-- DATA PROVIDED follows --
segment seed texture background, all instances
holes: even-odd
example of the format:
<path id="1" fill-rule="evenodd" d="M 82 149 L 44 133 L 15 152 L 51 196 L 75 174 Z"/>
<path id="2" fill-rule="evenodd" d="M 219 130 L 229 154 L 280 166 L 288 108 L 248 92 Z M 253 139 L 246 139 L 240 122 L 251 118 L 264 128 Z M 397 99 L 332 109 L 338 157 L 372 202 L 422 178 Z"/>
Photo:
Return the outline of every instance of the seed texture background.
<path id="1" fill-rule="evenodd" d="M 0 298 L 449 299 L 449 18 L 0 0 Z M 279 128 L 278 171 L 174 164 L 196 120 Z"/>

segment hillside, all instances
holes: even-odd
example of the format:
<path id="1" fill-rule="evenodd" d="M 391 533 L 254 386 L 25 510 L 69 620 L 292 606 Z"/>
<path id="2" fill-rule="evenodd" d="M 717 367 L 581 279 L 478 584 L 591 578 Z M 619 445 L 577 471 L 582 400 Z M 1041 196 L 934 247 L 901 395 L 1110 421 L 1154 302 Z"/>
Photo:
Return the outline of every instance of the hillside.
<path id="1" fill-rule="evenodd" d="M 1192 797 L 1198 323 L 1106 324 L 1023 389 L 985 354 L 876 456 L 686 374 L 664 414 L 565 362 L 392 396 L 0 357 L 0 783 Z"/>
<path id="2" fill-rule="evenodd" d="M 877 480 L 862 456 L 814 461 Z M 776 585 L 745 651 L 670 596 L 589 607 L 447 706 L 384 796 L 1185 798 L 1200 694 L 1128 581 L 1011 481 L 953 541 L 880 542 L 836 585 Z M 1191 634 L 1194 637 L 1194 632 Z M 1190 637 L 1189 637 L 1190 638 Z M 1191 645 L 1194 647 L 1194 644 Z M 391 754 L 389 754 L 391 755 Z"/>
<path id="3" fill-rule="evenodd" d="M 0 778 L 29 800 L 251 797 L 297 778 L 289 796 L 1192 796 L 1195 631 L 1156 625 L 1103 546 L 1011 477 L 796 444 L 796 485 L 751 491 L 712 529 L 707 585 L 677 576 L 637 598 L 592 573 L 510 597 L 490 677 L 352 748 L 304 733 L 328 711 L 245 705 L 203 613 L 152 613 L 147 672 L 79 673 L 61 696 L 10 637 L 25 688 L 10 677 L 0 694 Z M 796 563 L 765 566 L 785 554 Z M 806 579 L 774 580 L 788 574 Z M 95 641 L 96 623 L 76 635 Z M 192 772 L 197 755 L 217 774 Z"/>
-- DATA PROVIDED concluded --
WHAT IS BEING ASKED — Starting with the first line of the records, repeat every line up to and including the one containing "391 533 L 254", and nothing else.

EXPECTED OUTPUT —
segment seed texture background, all instances
holes: even-odd
example of the format:
<path id="1" fill-rule="evenodd" d="M 82 149 L 44 133 L 15 152 L 51 196 L 75 174 Z"/>
<path id="2" fill-rule="evenodd" d="M 219 130 L 229 154 L 280 166 L 288 108 L 248 92 Z M 253 139 L 246 139 L 240 122 L 251 118 L 264 128 Z M 397 99 L 332 109 L 338 157 L 372 202 L 422 178 Z"/>
Photo:
Return the outline of every instance of the seed texture background.
<path id="1" fill-rule="evenodd" d="M 0 298 L 449 299 L 449 18 L 0 0 Z M 279 128 L 278 171 L 174 164 L 196 120 Z"/>

segment hillside, all instances
holes: even-odd
example of the format:
<path id="1" fill-rule="evenodd" d="M 391 533 L 254 386 L 25 510 L 69 620 L 292 606 Z"/>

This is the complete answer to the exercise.